◆ **PASSAGE FOR REVIEW**

------------

This is the first in a series of stories on temporary emergency room closures in Nova Scotia. To check out the rest of our CODE ZERO series, click here.
On a warm and muggy day in Sheet Harbour, N.S., at the end of July 2014, the normally busy parking lot at the Eastern Shore Memorial Hospital was nearly empty.
The doors to the facility’s emergency room were shut and locked. The entranceway was dark and still.
“If you have an emergency, please call 911,” read a sign on the door.
The hospital’s ER was closed for 80 hours before it finally reopened, the longest single closure in what has become a common occurrence in the province.
As Nova Scotia grapples with a shortage of doctors and nurses, provincial government data analyzed by Global News shows a rise in temporary emergency room closure. Most are unscheduled and can come with as little as half a day’s notice.
Between 2014 and the first three months of 2018, just under half of the emergency rooms in the province — 18 of 37 — were forced to temporarily close, often as a result of a lack of doctors or nurses.
And the number of temporary closures is increasing dramatically, according to data collected from reports prepared by the Nova Scotia government.
READ MORE: Halifax residents rally against Nova Scotia’s health-care ‘crisis’
In 2014, Nova Scotia’s ERs temporarily closed 444 times. By 2017, the number of temporary closures had jumped to 836.
In the first three months of 2018, the most recent publicly available data, there were 253 temporary closures.
If closures continue at the same rate, the province would be on track to set a record with more than 1,000 temporary closures in 2018.
Rural areas experiencing the most closures
As Dalhousie University political science professor Katherine Fierlbeck explains, the Nova Scotia government has attempted to balance the limited resources it has with the number of people who need treatment.
The temporary closure of ERs is one of the solutions that has been put in place in the province to manage a shortage of medical personnel. But it comes with risk.
“In a lot of places, we’ll see no major events over the period when something is closed,” said Fierlbeck. “But on the other hand, there might, and this might be something that has to be addressed.”
“The nature of emergency medicine is that you just never know what’s going to happen.”
The results of the analysis by Global News indicate that rural areas of the province are the hardest hit by temporary ER closures.
The Glace Bay Health Care Facility is by far the worst, having experienced 364 closures over the past four years, but it’s slated to be expanded and revitalized as the province moves to reform health care in Cape Breton.
Part of those efforts will see the Northside General Hospital in North Sydney and the New Waterford Consolidated Hospital in New Waterford permanently closed. Beds and resources will be shifted to the Cape Breton Regional Hospital in Sydney and the Glace Bay Health Care Facility.

------------

◆ **GIVEN RECORDS**

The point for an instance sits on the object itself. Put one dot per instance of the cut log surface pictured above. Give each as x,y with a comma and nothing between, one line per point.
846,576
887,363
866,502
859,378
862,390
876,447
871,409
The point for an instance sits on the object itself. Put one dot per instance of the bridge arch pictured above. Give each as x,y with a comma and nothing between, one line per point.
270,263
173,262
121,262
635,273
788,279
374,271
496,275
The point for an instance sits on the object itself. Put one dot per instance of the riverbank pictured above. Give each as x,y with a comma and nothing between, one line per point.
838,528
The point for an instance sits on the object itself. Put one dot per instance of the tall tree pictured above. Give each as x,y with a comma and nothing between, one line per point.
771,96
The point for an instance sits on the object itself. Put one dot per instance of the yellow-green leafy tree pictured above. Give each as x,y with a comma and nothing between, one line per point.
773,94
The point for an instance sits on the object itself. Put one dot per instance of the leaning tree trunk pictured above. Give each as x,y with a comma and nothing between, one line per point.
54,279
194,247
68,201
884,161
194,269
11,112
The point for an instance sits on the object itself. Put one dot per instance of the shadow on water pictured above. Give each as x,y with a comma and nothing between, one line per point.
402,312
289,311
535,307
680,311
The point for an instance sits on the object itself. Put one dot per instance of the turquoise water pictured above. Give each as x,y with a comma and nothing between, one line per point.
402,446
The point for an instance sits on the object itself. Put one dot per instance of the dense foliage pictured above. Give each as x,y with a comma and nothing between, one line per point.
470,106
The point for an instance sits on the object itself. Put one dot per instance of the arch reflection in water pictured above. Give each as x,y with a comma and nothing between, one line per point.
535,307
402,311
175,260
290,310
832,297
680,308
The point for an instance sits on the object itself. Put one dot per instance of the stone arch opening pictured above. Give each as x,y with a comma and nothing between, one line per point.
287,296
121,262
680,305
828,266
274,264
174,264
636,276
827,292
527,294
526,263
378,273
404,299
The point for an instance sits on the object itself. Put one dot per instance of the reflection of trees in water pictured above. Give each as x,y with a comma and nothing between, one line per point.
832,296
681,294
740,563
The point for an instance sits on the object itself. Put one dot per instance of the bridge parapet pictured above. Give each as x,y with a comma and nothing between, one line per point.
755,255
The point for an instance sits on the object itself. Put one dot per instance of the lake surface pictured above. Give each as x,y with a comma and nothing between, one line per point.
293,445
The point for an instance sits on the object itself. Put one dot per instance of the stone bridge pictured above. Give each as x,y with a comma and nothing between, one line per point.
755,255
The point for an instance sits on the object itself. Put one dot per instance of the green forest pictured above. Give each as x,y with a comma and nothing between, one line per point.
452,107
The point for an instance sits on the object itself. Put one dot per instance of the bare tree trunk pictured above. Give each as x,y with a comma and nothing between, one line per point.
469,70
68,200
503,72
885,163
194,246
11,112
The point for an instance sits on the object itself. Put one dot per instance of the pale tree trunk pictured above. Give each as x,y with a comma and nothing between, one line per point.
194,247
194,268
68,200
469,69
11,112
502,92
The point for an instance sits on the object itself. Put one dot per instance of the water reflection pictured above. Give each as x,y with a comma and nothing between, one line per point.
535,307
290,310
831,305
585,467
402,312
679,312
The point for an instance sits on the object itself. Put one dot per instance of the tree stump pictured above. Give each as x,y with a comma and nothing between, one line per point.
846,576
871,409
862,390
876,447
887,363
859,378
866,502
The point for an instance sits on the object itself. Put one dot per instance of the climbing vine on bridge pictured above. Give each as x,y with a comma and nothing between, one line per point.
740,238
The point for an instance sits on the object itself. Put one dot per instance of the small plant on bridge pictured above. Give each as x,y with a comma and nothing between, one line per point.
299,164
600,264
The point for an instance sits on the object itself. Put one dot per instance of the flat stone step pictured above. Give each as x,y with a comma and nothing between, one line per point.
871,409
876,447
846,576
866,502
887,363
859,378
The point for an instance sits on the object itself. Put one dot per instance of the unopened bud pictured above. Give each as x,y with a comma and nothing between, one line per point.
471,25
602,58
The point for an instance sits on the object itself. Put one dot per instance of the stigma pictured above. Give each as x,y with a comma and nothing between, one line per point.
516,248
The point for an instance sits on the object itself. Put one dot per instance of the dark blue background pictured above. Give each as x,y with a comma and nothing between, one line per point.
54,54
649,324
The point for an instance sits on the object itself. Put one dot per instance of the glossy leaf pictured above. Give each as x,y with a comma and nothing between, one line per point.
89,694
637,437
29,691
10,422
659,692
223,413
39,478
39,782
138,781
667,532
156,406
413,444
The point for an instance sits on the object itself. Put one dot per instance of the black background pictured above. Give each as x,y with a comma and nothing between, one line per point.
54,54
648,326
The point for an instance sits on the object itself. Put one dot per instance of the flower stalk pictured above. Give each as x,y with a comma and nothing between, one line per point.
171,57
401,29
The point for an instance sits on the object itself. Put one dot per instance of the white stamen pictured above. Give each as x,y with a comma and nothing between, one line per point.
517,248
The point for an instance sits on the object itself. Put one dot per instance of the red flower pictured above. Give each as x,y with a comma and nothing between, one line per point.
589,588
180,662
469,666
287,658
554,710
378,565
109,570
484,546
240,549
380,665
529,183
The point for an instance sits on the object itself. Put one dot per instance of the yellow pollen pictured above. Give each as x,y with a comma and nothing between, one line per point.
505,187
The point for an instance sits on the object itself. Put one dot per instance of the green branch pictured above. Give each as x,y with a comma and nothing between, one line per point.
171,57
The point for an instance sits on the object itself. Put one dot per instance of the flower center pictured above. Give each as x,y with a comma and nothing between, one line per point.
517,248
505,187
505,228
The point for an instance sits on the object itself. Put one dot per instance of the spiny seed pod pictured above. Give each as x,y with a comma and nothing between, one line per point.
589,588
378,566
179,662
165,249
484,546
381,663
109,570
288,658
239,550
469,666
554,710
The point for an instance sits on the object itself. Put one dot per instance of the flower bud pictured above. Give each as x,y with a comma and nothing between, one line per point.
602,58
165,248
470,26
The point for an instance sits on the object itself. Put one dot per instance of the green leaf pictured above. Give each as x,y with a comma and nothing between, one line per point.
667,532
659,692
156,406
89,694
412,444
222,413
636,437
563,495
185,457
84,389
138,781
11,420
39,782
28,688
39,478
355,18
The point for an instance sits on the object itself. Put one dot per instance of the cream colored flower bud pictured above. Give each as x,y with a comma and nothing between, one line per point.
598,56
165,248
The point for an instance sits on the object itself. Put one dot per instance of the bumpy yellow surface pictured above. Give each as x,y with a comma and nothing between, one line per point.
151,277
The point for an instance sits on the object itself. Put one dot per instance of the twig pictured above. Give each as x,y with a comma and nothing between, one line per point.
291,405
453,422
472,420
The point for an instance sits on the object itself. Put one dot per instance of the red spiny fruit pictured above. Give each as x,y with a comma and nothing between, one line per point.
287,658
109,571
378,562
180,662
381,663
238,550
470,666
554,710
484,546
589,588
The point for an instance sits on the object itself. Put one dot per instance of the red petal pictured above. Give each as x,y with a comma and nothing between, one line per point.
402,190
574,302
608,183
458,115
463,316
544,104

------------

◆ **EXERCISE GOAL**
Extend the article on temporary emergency room closures in Nova Scotia by writing the passage that would follow its final sentence, keeping clear of the material.

◆ **ANSWER SECTION**
Fierlbeck says closing emergency centres raises tough political questions.
“The question is exactly … how many centres do we need spread out through the province? … Maybe we should depend upon scale economies and build larger or amalgamate centres so that we have fewer centres,” she said.
Fierlbeck says it’s not surprising that less populated rural areas are taking the brunt of the closures.
But in Shelburne, where the local ER has closed 199 times in four years, or the North Cumberland Memorial Hospital, which has closed 239 times, there is no revitalization project.
The province says it has no plan to shutter facilities in regions outside of Cape Breton.
In contrast to rural Nova Scotia, only 90 of the 2,430 closures that occurred between 2014 and the first three months of 2018 occurred in the Halifax area.
But even the well-staffed locations in that region of the province are becoming susceptible to doctor shortages and ER closures.
In 2017, closures in the Nova Scotia Health Authority’s central zone — which contains the Halifax Regional Municipality — spiked to 55. In the three years before that, the number of closures in the zone had never reached more than 12.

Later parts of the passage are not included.